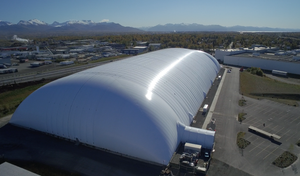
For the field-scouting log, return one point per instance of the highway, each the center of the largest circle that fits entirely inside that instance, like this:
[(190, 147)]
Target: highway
[(21, 78)]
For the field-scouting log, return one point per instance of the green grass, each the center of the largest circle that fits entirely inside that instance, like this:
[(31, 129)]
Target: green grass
[(10, 100), (263, 87)]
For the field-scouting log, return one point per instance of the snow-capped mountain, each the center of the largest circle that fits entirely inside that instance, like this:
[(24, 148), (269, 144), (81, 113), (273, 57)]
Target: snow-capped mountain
[(5, 23), (38, 27), (34, 22), (76, 22)]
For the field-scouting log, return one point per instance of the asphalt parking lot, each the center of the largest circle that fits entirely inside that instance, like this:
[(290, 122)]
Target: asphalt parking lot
[(257, 158)]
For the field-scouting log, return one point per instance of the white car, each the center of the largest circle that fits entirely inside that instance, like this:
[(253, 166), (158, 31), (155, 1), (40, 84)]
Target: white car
[(206, 155)]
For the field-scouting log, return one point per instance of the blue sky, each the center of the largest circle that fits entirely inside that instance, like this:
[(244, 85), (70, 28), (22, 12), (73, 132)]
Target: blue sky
[(142, 13)]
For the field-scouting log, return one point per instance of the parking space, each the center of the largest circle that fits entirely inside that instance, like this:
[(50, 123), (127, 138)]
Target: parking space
[(270, 116)]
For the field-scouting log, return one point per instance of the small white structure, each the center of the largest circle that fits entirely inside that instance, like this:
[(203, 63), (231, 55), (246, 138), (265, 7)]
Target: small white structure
[(205, 108), (192, 148)]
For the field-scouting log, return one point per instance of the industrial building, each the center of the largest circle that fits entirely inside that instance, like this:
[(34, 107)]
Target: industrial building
[(264, 59), (140, 107)]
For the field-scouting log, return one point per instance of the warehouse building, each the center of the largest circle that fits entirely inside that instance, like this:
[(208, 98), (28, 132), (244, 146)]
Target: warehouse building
[(265, 61), (140, 107)]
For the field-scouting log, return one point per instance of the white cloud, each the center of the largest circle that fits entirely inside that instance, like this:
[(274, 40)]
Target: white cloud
[(105, 20)]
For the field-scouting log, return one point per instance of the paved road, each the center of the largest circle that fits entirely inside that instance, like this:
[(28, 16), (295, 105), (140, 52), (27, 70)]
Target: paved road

#### [What to produce]
Restate the data word for word, minus any images.

#### [Answer]
For the field-scouting log, return one point per instance of the highway, each the center of the largest circle that fits entirely inside that instance, like this:
[(190, 147)]
Target: highway
[(21, 78)]
For the field-scouting log, return one point per instance of the green grass, each the center of the largest circle that fits entirely inside that instance, like this:
[(31, 129)]
Target: green grass
[(10, 100), (263, 87)]
For the field-scouting log, return one point per instance of the snow-capped mountain, each the center of the largest circle that fits entirely inside that instance, like this:
[(24, 148), (269, 144), (81, 113), (273, 57)]
Target: snow-capped mountain
[(5, 23), (38, 27), (34, 22), (76, 22)]
For the field-scouting log, return one point per instance of the asphalt parking lot, each the center of the largest circle that fits entirely inside that instance, like this:
[(290, 122)]
Target: asphalt parking lot
[(257, 158)]
For the field-scouting log, return one point per instance of the white car, each the center of the largest circle that fits entirely inside that instance, like this:
[(253, 166), (158, 31), (155, 1), (40, 84)]
Target: white car
[(206, 155)]
For the field-scouting log, return one point per instance of the blue sky, each the center of the largest circle that fits entirely inside that instance, like this:
[(244, 85), (70, 28), (22, 12), (73, 132)]
Target: blue sky
[(142, 13)]
For the field-scouting log, return one point per instance of the parking space, each the center of the largest circle that fits entirely inside that instance, like this:
[(50, 123), (127, 138)]
Target: parking space
[(270, 116)]
For the field-scouting log, return one point per instance of the small white structure, each the center of the largest circle that fits entirely inside that instance, like this:
[(203, 63), (231, 55), (246, 138), (265, 7)]
Target: small white structure
[(205, 108), (192, 148)]
For the field-scouting log, return one point per instance of the industrial building, each the center of the largest circle that fits entirely inside that instance, like this:
[(34, 107)]
Target: industrial building
[(264, 59), (140, 107)]
For the field-scouting log, return one point per instance of the warehouse building, each the center of the largest circle that fits entirely inside that instance, like this:
[(208, 98), (28, 132), (244, 146)]
Target: warehouse building
[(265, 61), (140, 107)]
For the field-scouting log, return one point per instance of the white cloud, each the center of the largest circle that fits entirely inside that instance, like this:
[(274, 40)]
Target: white cloud
[(105, 20)]
For the field-scouting log, return one point per instance of the paved road, each the center of the largest circle that fits entirely inside that instance, like this:
[(28, 16), (295, 105), (140, 52), (27, 70)]
Target: paved road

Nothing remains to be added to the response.